## Page extract:

Won't it be easier to remove inodes from b_wb list (btw, I'd slightly
prefer name b_writeback) lazily instead of from
test_clear_page_writeback()? I mean we would remove inodes from b_wb list
only in wait_sb_inodes() or when inodes get reclaimed from memory. That way
we save some work in test_clear_page_writeback() which is a fast path and
defer it to sync which isn't that performance critical. Also we would avoid
that ugly games with irq safe spinlocks.

>  		__iget(inode);
>  		spin_unlock(&inode->i_lock);
> -		spin_unlock(&inode_sb_list_lock);
> +		spin_unlock_irqrestore(&bdi->wb.wb_list_lock, flags);
>  
>  		/*
>  		 * We hold a reference to 'inode' so it couldn't have been
> @@ -1253,9 +1294,20 @@ static void wait_sb_inodes(struct super_block *sb)

## Items:
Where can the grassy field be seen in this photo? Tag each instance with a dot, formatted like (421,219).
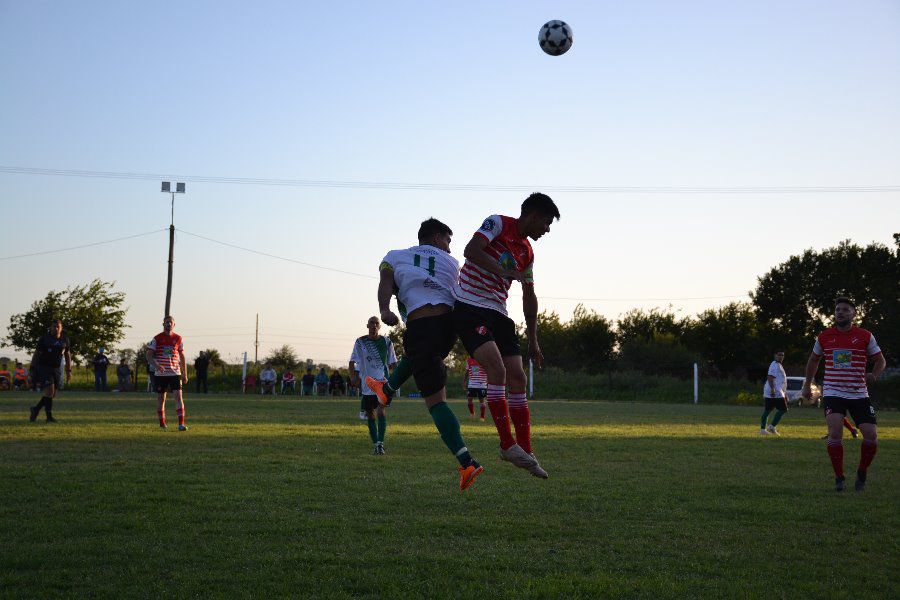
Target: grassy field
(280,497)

* * *

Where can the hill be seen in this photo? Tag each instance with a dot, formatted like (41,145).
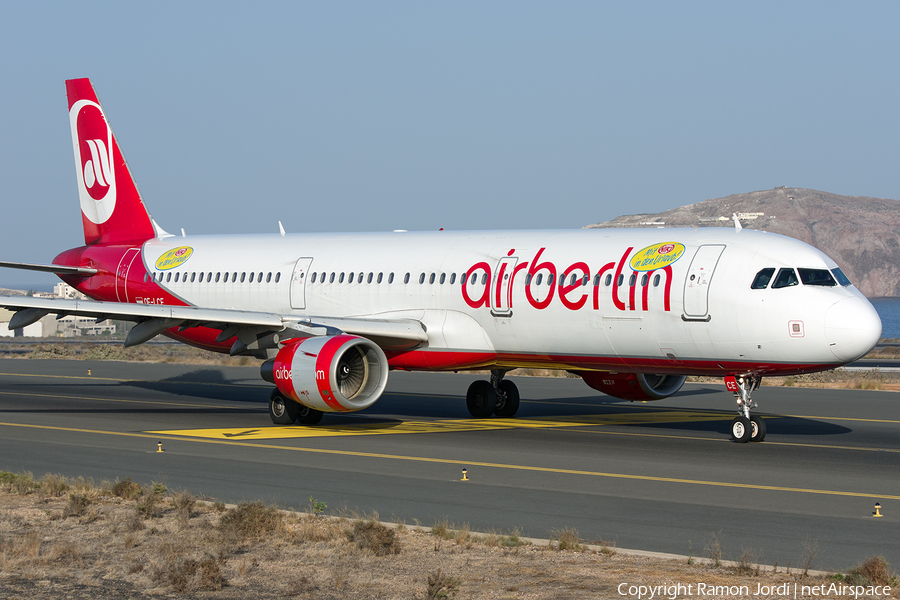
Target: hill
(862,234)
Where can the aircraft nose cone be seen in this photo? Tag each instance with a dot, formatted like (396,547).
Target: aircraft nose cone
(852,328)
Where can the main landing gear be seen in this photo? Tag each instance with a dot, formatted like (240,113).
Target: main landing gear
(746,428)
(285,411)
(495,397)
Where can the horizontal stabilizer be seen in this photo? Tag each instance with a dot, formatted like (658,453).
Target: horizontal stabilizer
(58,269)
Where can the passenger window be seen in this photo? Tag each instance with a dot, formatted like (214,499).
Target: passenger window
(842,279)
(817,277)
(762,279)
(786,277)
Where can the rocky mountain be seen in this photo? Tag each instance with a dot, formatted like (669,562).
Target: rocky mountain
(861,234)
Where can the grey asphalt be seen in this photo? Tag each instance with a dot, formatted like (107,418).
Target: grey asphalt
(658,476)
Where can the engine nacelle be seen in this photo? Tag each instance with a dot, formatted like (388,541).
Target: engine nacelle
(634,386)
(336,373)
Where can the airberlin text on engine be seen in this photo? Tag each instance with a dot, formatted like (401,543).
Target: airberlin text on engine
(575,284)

## Tasks to carry out:
1) In the b_wb list reply, what name does the writer slightly prefer for the b_wb list?
2) For each statement, say yes or no according to the b_wb list reply, and quote the words that decide it.
(a) The writer calls test_clear_page_writeback() a fast path.
(b) The writer says sync is very performance critical.
(c) The writer says removing inodes lazily would avoid games with irq safe spinlocks.

## Expected results:
1) b_writeback

2)
(a) Yes: "test_clear_page_writeback() which is a fast path"
(b) No: "defer it to sync which isn't that performance critical"
(c) Yes: "Also we would avoid that ugly games with irq safe spinlocks."